Hediyelik eşya satıcılarının olduğu yere park edip vadiyi gözlemlemek mümkün.
Otopark ücretsiz.
KAYMAKLI
YERALTI ŞEHRİ: Bana “adamlar yapmış abi” dedirten, içinde odasından
yemekhanesine, ahırından şaraphanesine herşey bulunan bir yeraltı şehri. Savunma
anında üst kapakları geniş kaya parçalarıyla kapatıp bir de açık deliklerden
saldırıya geçebiliyormuş burada yaşayanlar. Girerken mavi renkli okları takip
ederek indik, sonra kırmızı renkli okları takip ederek çıktık. Uzun tünellerde
eğilerek yürürken de biraz bel ağrısı çekiliyor, benden söylemesi. Giriş müze
karta ücretsiz, otopark 3 lira.
DERİNKUYU
YERALTI ŞEHRİ: Kaymaklı’dan sonra az çok nasıl bir yerle karşılacağımı bilsemde
Derinkuyu’nun derinliği resmen başımı döndürdü. Kapalı yer fobisi olanlar kesinlikle
burayı ziyaret etmemeli. Kırmızı ve mavi renkli gidiş ve geliş yönlendirmesi
bir noktadan sonra işe yaramıyor. Tek kişinin sığabileceği merdivenlerden
inerken veya çıkarken yukarıdan aşağıya yada aşağıdan yukarıya seslenmek
zorundasınız. İki ilçenin arası 10 km. Giriş müze karta ücretsiz, otopark ücretsiz.
|
Kilise Sultan Abdulhamid döneminde burada yaşayan Ermeniler için inşa edilmiş. |
|
Derinkuyu kilisesinin çan kulesi |
DERİNKUYU ÜZÜMLÜ
KİLİSESİ: Yeraltı şehrine doğru yürürken bu yapı dikkatimi çekti. Yakın tarihte
yapıldığı belli olan ve dışarıdan gayet sağlam görünen bu kilise de bölgedeki
bir çoğu gibi kapalıydı. Bahçesini gezmekle yetinmek zorunda kaldım. Kapı
önünde duran çocuklar bu kilisenin Sultan Abdülmecid döneminde yapıldığını
söylediler.

::::

-- İstenen Görevler --
• a. Yeraltı şehirleri gezi yazısına göre Kaymaklı'daki otoparkın ücreti ne kadar?
• b. Yeraltı şehirleri gezi yazısını son cümlesinden itibaren aynı üslupla sürdürün.

::::

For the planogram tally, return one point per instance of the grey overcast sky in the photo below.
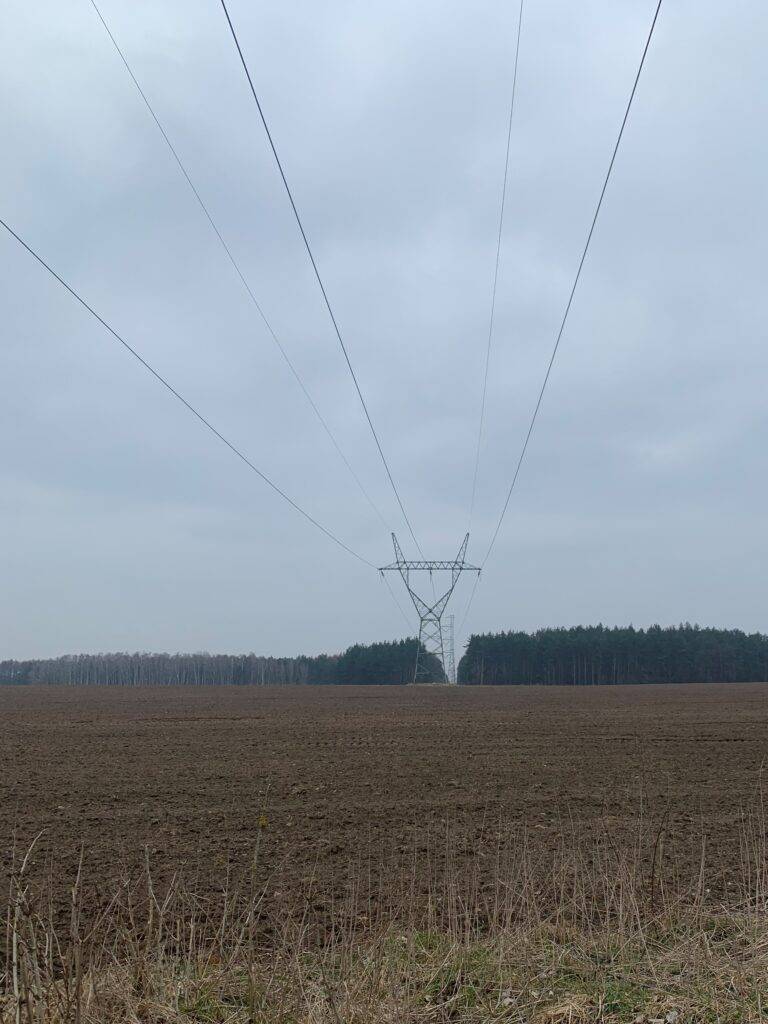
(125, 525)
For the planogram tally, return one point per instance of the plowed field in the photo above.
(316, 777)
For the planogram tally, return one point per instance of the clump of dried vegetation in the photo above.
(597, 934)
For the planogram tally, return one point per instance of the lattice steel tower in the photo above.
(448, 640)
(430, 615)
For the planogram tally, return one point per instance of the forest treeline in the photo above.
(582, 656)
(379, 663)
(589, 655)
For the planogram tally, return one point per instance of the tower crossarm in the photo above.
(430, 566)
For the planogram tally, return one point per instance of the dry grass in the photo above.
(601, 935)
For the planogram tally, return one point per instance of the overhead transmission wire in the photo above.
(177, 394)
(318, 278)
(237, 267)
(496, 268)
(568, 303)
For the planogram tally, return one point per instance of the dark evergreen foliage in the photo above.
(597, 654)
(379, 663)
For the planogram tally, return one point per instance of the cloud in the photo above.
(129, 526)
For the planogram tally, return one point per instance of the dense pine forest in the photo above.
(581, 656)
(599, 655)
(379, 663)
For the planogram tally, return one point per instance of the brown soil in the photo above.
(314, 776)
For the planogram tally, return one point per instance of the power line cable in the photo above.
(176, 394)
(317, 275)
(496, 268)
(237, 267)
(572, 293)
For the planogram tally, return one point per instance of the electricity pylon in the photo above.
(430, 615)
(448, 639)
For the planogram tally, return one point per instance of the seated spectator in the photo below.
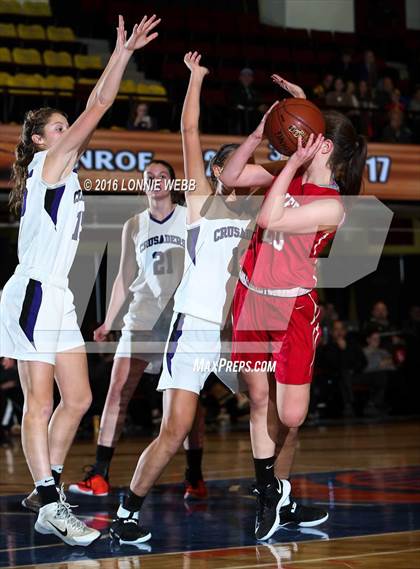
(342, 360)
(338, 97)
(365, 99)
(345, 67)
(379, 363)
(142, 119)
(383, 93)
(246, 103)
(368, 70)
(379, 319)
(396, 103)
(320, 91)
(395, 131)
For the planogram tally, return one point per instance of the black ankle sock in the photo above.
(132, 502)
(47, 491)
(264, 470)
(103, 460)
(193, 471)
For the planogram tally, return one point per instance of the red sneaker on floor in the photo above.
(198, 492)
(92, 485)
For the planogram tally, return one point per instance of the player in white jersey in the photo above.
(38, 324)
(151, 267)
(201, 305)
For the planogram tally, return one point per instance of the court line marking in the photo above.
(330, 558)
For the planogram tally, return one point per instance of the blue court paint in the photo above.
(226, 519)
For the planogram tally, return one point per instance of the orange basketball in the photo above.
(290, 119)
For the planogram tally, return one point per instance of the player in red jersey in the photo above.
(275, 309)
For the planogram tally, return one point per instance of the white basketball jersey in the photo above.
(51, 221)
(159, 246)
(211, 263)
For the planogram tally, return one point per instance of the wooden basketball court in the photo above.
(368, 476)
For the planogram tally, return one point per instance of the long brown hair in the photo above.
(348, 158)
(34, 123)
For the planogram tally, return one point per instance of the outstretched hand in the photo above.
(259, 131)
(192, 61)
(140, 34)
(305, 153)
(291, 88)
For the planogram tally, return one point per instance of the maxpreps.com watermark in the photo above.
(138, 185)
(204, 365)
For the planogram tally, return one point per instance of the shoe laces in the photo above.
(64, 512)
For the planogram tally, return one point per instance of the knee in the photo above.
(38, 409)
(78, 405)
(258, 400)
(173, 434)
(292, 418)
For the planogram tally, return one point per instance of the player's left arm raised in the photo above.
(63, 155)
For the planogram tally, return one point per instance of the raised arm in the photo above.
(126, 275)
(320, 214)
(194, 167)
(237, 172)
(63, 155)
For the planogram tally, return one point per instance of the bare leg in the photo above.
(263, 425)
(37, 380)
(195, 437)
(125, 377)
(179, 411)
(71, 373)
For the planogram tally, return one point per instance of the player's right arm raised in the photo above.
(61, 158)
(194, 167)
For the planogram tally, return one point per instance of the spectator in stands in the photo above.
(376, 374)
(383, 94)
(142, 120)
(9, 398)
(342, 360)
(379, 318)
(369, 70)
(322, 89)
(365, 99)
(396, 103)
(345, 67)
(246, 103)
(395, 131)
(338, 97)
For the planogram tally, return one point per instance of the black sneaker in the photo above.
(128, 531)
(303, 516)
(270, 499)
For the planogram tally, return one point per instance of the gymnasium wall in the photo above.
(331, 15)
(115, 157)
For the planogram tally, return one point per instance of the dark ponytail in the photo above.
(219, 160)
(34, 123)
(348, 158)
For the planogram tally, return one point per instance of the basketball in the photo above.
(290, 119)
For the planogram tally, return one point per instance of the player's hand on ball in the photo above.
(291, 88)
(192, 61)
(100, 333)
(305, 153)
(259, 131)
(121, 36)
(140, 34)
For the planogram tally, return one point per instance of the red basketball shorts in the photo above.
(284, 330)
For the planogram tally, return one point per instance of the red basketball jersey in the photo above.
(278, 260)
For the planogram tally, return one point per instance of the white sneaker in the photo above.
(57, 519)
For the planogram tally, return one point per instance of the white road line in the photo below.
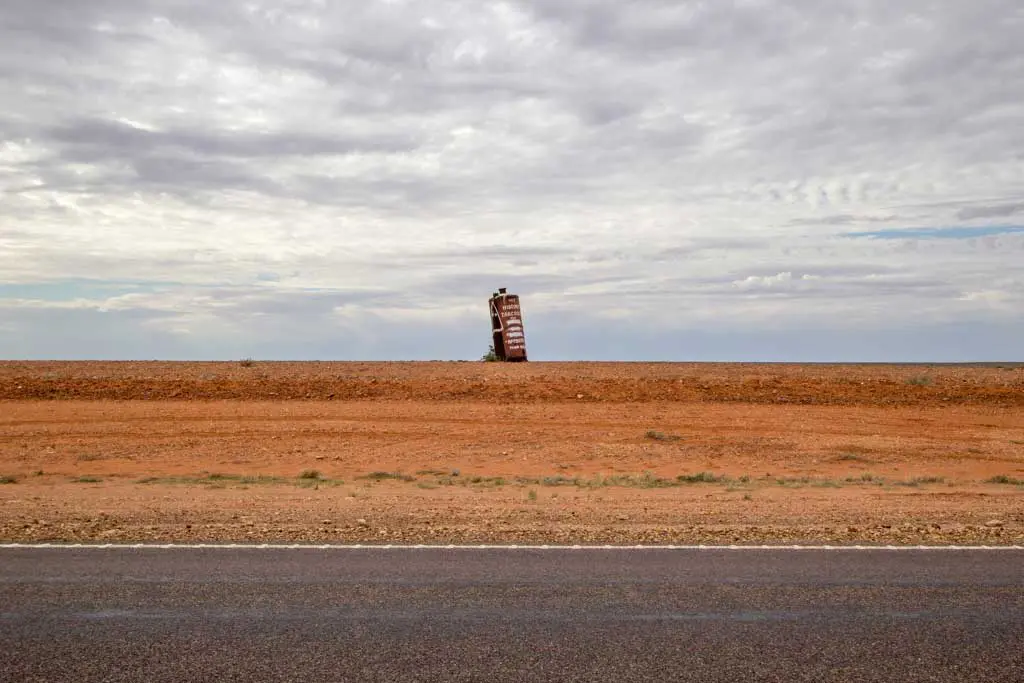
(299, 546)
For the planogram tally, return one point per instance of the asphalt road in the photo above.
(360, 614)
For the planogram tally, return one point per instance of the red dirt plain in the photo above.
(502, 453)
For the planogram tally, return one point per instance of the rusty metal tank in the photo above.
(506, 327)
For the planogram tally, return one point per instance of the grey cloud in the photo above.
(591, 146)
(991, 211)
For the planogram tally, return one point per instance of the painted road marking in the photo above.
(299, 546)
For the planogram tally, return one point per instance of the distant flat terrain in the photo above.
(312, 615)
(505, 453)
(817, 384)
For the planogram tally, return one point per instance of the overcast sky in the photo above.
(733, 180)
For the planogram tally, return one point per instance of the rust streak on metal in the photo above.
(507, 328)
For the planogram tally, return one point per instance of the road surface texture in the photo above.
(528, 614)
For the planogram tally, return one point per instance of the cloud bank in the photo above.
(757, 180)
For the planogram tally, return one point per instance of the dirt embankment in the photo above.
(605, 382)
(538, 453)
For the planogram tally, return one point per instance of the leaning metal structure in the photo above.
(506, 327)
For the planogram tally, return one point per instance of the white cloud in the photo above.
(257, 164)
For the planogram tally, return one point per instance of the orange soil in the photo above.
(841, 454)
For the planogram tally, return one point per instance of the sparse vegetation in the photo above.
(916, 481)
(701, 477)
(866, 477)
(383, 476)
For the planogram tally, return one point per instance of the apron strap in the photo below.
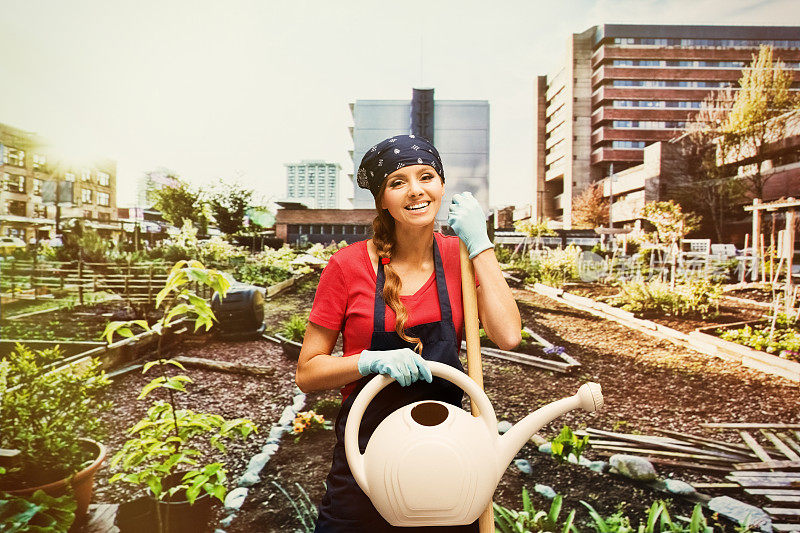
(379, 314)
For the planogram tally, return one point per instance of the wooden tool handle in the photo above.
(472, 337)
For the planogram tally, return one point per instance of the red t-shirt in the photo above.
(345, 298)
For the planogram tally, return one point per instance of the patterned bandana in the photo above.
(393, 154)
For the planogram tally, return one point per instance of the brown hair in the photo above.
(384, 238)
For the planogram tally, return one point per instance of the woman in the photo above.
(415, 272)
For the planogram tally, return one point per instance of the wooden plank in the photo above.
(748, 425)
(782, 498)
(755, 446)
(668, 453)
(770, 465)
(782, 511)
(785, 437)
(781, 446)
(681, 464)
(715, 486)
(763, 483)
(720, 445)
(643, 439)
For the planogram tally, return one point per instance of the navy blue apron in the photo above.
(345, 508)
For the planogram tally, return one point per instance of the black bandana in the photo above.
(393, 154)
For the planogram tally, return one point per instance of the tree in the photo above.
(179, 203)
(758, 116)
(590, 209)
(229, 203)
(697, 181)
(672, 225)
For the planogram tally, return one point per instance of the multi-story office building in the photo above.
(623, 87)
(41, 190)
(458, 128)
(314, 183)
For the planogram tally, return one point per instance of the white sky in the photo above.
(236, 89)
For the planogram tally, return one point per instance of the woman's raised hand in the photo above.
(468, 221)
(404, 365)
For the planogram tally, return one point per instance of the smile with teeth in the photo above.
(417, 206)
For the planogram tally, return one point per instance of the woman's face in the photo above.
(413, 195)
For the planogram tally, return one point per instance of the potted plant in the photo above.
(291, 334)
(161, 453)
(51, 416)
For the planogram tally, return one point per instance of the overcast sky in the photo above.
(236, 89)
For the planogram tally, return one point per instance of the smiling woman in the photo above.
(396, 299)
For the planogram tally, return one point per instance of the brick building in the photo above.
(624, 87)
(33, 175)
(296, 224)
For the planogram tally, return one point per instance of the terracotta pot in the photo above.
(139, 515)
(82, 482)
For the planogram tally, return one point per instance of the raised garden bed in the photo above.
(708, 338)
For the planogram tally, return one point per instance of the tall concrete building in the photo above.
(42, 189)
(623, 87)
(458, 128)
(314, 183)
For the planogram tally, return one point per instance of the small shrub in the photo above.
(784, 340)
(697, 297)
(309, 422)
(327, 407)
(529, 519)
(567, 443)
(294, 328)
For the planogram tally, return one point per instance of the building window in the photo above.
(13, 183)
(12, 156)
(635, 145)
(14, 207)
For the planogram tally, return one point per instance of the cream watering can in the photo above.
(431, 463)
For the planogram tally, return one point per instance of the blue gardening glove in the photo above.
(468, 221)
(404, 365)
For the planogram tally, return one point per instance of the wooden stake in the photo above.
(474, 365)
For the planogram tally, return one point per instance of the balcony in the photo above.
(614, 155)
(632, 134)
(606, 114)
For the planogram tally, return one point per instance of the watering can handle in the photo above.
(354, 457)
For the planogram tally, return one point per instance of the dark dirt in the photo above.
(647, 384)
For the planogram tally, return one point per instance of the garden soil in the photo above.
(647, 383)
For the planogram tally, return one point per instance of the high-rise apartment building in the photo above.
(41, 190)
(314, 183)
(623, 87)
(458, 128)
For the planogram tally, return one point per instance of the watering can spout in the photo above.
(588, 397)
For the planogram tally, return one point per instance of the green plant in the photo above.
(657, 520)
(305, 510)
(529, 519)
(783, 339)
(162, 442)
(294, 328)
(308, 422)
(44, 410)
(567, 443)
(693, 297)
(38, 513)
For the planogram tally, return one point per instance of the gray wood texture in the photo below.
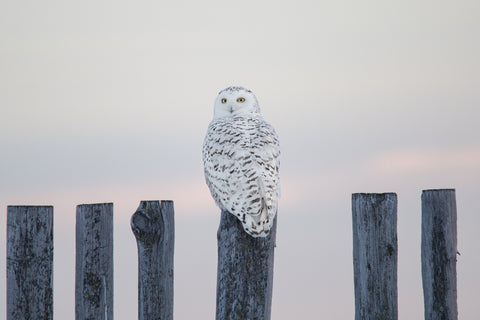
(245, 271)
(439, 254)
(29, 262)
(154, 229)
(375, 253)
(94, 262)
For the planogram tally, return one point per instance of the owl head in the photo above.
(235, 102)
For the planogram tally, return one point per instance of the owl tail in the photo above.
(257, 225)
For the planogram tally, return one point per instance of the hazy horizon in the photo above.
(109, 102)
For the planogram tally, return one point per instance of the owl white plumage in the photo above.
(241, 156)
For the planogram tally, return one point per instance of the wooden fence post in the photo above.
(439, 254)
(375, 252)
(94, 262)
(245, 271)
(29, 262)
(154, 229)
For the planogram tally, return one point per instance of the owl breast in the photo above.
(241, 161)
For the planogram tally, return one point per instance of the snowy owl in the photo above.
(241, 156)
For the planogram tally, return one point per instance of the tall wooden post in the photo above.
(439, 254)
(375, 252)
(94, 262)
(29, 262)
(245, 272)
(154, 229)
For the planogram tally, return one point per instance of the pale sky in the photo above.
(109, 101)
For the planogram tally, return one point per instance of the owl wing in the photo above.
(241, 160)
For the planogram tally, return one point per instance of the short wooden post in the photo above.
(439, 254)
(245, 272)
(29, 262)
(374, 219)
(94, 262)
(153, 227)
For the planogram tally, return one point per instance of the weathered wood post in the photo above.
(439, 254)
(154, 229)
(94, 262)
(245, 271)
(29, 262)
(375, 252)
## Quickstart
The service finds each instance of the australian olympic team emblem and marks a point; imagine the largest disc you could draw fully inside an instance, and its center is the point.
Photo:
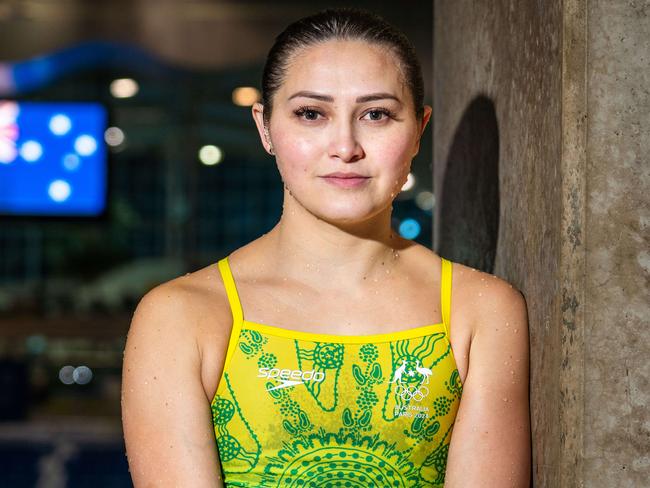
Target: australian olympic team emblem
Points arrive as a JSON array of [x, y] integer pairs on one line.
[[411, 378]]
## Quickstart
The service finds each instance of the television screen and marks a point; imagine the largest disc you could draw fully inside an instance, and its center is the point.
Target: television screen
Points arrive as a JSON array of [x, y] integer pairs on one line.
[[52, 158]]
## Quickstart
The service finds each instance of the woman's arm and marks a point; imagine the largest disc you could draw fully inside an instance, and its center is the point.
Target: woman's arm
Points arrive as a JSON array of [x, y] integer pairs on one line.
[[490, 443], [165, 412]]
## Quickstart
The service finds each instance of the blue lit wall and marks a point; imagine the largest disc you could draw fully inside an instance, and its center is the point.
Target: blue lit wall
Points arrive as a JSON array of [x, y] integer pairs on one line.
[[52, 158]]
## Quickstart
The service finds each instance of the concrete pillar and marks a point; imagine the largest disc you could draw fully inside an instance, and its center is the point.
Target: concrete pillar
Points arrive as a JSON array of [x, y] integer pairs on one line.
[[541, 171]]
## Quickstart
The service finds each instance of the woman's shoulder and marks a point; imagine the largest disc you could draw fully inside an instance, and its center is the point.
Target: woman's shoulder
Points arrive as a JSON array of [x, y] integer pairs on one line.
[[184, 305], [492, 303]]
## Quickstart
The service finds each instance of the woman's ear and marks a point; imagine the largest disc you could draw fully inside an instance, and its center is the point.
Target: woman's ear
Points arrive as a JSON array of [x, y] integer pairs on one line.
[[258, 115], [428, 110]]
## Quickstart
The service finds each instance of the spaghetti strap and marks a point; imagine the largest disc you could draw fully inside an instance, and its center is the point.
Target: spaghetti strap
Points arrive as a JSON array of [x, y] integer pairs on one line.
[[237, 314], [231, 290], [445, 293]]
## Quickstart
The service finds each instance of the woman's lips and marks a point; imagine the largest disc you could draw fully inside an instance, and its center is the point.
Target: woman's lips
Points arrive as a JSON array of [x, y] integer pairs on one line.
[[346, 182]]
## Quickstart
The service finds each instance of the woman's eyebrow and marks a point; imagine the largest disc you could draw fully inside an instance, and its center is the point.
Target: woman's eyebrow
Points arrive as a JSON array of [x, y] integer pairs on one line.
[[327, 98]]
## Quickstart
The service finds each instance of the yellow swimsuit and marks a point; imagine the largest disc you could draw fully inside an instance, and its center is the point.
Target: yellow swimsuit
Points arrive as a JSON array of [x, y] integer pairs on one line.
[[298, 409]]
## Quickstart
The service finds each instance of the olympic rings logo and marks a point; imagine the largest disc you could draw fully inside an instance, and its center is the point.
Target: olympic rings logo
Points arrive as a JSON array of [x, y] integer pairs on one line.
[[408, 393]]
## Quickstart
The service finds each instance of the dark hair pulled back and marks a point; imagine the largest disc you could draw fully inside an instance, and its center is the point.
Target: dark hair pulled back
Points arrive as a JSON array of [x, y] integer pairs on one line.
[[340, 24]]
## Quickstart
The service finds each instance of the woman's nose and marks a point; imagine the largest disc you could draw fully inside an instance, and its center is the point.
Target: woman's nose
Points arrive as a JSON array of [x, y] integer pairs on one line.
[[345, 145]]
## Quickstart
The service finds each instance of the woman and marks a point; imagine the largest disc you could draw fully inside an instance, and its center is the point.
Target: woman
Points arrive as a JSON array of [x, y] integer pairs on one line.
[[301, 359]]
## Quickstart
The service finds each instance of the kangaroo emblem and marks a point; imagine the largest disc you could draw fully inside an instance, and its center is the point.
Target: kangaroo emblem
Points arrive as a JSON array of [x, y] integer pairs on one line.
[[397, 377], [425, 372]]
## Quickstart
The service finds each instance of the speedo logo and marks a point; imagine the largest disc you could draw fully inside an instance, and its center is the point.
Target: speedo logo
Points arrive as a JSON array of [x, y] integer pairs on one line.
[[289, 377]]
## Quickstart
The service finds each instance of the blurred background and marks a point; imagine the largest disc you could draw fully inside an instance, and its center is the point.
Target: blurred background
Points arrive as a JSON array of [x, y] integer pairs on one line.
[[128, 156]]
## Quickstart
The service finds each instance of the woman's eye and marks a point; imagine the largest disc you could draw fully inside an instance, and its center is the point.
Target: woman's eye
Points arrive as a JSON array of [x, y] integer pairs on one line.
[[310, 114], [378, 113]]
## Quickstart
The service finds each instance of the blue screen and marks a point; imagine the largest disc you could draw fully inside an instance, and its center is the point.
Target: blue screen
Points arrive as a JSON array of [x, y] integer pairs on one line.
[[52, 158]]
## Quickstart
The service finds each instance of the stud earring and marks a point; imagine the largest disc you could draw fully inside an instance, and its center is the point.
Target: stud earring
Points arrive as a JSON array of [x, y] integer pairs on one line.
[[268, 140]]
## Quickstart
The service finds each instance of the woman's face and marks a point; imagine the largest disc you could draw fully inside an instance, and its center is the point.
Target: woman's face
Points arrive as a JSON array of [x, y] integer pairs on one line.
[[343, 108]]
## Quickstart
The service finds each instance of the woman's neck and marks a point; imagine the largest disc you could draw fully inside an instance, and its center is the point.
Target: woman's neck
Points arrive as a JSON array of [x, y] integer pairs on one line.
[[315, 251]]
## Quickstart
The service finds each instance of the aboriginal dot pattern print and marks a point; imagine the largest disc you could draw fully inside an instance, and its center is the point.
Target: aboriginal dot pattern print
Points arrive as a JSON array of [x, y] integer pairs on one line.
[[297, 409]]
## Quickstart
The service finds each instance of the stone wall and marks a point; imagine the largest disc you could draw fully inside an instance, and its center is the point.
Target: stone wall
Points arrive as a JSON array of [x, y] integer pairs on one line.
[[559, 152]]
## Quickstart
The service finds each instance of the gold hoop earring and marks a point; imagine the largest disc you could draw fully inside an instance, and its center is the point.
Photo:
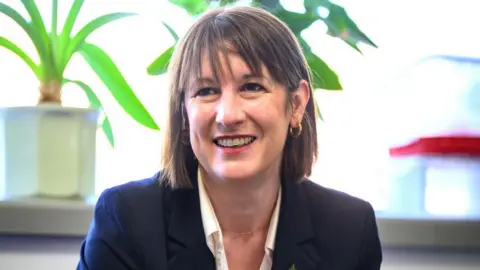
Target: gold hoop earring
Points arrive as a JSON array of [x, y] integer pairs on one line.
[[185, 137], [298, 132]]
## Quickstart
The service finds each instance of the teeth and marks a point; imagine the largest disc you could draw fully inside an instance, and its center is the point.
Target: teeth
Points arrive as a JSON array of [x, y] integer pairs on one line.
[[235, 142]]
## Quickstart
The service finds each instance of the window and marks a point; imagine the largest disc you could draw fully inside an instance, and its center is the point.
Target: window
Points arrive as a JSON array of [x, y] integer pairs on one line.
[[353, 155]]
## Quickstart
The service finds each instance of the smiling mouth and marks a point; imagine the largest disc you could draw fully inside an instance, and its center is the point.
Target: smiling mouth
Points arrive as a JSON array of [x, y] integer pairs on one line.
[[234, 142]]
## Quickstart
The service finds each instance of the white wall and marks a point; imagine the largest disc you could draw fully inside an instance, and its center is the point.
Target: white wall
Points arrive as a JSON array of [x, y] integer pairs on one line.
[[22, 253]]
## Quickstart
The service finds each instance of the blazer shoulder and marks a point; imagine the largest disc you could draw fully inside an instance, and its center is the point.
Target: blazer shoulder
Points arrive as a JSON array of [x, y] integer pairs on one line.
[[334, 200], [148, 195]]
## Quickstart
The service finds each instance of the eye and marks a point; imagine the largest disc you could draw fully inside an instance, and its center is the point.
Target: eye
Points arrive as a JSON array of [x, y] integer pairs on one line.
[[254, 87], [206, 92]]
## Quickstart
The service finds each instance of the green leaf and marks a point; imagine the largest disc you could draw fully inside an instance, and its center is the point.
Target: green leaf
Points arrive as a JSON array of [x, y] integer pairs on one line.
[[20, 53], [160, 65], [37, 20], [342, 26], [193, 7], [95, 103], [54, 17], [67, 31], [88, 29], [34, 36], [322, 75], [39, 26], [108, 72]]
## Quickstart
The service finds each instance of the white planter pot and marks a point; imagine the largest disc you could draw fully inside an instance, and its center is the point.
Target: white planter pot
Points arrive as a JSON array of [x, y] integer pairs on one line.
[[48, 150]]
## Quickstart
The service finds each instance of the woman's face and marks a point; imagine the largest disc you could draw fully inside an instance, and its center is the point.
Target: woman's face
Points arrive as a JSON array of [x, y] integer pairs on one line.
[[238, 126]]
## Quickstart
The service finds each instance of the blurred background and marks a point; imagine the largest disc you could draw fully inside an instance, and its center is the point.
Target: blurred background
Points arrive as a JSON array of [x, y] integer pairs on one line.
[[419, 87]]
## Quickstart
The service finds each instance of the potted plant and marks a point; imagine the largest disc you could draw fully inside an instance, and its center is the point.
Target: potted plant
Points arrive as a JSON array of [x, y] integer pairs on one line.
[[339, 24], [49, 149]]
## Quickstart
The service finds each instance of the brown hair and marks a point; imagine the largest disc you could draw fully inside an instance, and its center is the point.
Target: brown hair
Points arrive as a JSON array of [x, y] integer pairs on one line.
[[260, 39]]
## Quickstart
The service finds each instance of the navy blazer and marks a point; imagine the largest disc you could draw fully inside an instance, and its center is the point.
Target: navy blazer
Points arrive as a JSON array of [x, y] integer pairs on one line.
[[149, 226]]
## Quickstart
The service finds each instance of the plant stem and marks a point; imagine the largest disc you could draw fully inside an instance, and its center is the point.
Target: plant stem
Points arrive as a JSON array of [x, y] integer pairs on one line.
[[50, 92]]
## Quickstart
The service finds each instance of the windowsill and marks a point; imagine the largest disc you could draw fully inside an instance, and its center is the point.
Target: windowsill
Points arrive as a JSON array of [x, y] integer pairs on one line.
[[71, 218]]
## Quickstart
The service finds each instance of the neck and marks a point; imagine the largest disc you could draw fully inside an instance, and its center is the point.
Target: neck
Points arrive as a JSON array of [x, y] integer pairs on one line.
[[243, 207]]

::::

-- Alıştırma Yanıtları --
• a. 3 lira.

• b.
IHLARA
VADİSİ: Kapadokya’nın en uzak ancak en görülesi yerlerinden birisi Ihlara
vadisi. Derinkuyu’dan ayrıldıktan sonra güneybatı yönünde yaklaşık 60 km
ilerledikten sonra Ihlara vadisine ulaştık. Giriş yapılan yerden itibaren
merdivenlerle ortasından su akan vadi tabanına iniliyor. İndikten sonra vadi
hem sol hem de sağa doğru ilerliyor. Başından sonuna toplam uzunluğu 14
kilometreymiş. Vadinin içerisinde kayaların içerisine oyulmuş kiliseler
bulunuyor. Merdivenlerin bittiği yerde bu kiliselerin hangi yönlerde oldukları
ve uzaklıklarının yazılı olduğu bir tabela var. Biz yakın mesafedeki birkaç kiliseye
baktık. Buralarda duvar resimleri bilimum okuma yazma bilenlerin hatıra
karalamalarından nasibini almış, herhangi bir güvenlik de yok, bu gidişle birkaç
yıla sadece ulaşılamayan yerlerde resim görülür. Vadinin içi kafa dinlemek ve dere
kenarından güzel bir yürüyüş yapmak için ideal. Yakın çevrede yaşıyor olsam her
hafta bir kere gelir yürüyüş yaparım. Biz vakit darlığı nedeniyle gidemedik ama
gelmişken vadinin başlangıç noktası olan Selime köyü ve Bellisırma köyü de
görülebilir. Giriş müzekart ile ücretsiz, otopark 5 lira.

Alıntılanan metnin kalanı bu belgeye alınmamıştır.